Brief: Write what comes next in the extract about Toyo Harada and the Harbinger Foundation, picking up after its final sentence.

When Dusty gave him the pelt coat he made to help him when they trekked down the mountain, Toyo said that he could sense a helicopter from the foundation flying toward the cabin. As they shook hands, Dusty told Toyo that he was the closest thing he ever had to a friend and to remember to be true to himself and not let anything get in the way of his goals, then he assured him that he would always keep his secret. As Toyo’s right eye gleamed, Dusty dropped dead on the floor, and as his dogs licked the blood that poured out of his head, Toyo said that he knew he could trust him to keep his secret and profusely apologized for killing him.

After the Eggbreakers carried him into the helicopter, Toyo ordered them to obliterate the cabin and not leave a trace of it. As the chopper returned to base, the pilots lamented killing Dusty’s dogs, while the moral of Aesop’s fable, The Viper and The Farmer, hung in the air.

Children of the Eighth Day[]

As the most powerful Harbinger on Earth and founder of the Harbinger Foundation, Toyo Harada drew forth the dormant abilities of other Harbingers that helped him promote his vision of world betterment. When he discovered the existence of teenager Pete Stanchek, the only Harbinger who could rival his own Godlike powers, Toyo sought to destroy him lest he destroyed the world.

The Beginning[]

On February 21st 1991 at the Harbinger complex in Pittsburgh, Toyo Harada and Todd Bevins, a foundation chief officer, stood behind a two-way mirror in an interrogation room and listened in as a foundation executive interviewed Pete Stanchek, a psionic of extraordinary power and potential. When Todd told Toyo that they could handle processing Pete and there was no need for him to be there, Toyo said that, unlike other Harbingers, whose abilities remained dormant until he drew them forth, Pete’s had manifested themselves independently and that he was needed there because only he could help him. Toyo then ordered Todd to return to the foundation’s office in Atlanta while he stayed behind. Later that day, Toyo introduced himself to Pete and told him that, as a Harbinger like him, he had experienced much of what he was feeling at that point and offered to help him if he would let them. Keenly, Pete accepted Toyo’s offer.

Two months later, when Pete was unable to focus while he attempted to lift a car with his mind, Toyo took control and set it down for him. Ruefully, Pete said that he had to leave to think, and even though Toyo told him that he reminded him of how confused he felt after he lost his parents at a young age and his powers made him feel like an outcast and urged him to trust him, Pete said that he needed some time alone. After Pete left, Toyo told Rachel Hopson, the foundation recruiter who brought Pete in, that Pete had doubts about them, and that since he was too powerful for them to let him go, they had to deal with him. That night, Rachel killed Joe Irons, Pete's best friend, at Toyo’s behest, and when Pete came to them and apologetically asked for forgiveness, Toyo soothingly told him that they would help him.

(Coordinate annotation entries)

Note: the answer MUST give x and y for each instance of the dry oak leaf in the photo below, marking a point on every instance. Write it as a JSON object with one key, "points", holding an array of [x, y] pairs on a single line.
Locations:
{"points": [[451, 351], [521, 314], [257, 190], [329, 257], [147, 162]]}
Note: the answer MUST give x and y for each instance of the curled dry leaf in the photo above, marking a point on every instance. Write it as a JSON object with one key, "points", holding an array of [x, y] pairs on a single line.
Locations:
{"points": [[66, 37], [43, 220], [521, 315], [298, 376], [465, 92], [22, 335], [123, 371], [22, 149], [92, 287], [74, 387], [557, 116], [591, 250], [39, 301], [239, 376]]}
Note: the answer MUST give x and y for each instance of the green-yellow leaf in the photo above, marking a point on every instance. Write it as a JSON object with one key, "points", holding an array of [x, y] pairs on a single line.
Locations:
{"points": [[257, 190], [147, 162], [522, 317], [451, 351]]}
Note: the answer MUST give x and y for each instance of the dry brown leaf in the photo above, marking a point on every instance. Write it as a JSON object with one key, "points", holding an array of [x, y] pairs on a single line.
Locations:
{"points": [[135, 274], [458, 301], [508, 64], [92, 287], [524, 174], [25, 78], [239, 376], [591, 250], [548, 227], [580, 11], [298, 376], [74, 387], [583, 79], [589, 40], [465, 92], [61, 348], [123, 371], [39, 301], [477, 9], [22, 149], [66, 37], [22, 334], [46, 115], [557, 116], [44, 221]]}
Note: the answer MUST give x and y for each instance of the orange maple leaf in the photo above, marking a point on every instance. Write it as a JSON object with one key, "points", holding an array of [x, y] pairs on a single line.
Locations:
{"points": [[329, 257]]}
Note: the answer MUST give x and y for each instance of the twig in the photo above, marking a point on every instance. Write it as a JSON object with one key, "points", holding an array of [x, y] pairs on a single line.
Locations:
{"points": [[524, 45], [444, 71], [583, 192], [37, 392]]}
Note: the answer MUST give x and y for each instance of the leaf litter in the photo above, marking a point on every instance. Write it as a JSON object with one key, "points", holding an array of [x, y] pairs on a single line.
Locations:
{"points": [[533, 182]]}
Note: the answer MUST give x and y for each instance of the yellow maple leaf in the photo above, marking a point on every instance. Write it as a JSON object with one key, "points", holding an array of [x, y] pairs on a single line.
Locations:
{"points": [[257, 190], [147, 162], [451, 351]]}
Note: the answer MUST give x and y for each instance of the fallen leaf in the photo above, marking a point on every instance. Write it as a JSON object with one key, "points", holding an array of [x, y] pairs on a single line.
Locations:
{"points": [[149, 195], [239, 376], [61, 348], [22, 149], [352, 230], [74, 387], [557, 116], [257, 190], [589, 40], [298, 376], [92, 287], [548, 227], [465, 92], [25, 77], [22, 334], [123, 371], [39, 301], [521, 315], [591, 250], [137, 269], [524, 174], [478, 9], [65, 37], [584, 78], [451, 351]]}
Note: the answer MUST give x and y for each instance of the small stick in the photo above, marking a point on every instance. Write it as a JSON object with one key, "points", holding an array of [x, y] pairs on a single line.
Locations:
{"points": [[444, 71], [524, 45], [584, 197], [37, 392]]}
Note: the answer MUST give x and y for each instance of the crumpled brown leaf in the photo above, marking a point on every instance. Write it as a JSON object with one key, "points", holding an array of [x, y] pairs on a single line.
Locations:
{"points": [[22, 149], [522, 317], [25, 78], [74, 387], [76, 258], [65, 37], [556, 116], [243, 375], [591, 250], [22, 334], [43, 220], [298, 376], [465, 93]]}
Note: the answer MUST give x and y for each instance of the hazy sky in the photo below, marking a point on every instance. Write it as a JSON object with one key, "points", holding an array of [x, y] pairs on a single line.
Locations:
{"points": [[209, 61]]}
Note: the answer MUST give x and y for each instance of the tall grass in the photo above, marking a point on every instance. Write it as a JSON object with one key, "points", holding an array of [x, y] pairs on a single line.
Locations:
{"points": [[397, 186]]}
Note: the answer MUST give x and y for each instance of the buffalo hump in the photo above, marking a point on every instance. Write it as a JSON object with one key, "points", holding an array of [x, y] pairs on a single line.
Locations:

Expected output:
Two weeks later, while they watched Pete from an observation room, Toyo told Rachel that Pete was still suspicious and he feared her killing his friend had made him highly unstable. When Rachel suggested he alter Pete’s mind, Toyo told her he could not risk tampering with him to that extent due to his power. Though it saddened him, Toyo ordered Rachel to kill Pete.

Two nights later, when Pete called his girlfriend, Kris Hathaway, and asked her for her help, Toyo and Rachel intercepted the call. While Pete waited for Kris, Rachel came to his room and, discreetly, tried to shoot him in the back of the head, but soon as she pulled the trigger, his subconscious mind released a massive energy wave that destroyed the building.

The next morning, Ms. Ando, the director of research of the Dallas branch of the foundation, informed Toyo that the explosion at the Harbinger Complex killed thirty-two people, including Rachel and three Eggbreakers, and left over two hundred injured. Troubled, Toyo told Ando to be thankful the event occurred at two am, when the building was relatively empty. When Ando accused Pete of being a monster, Toyo told her that Pete was just a confused boy with the power to destroy the world, and, as he explained that he was in Rachel’s head during the encounter, he said that Pete was completely unaware when Rachel shot him.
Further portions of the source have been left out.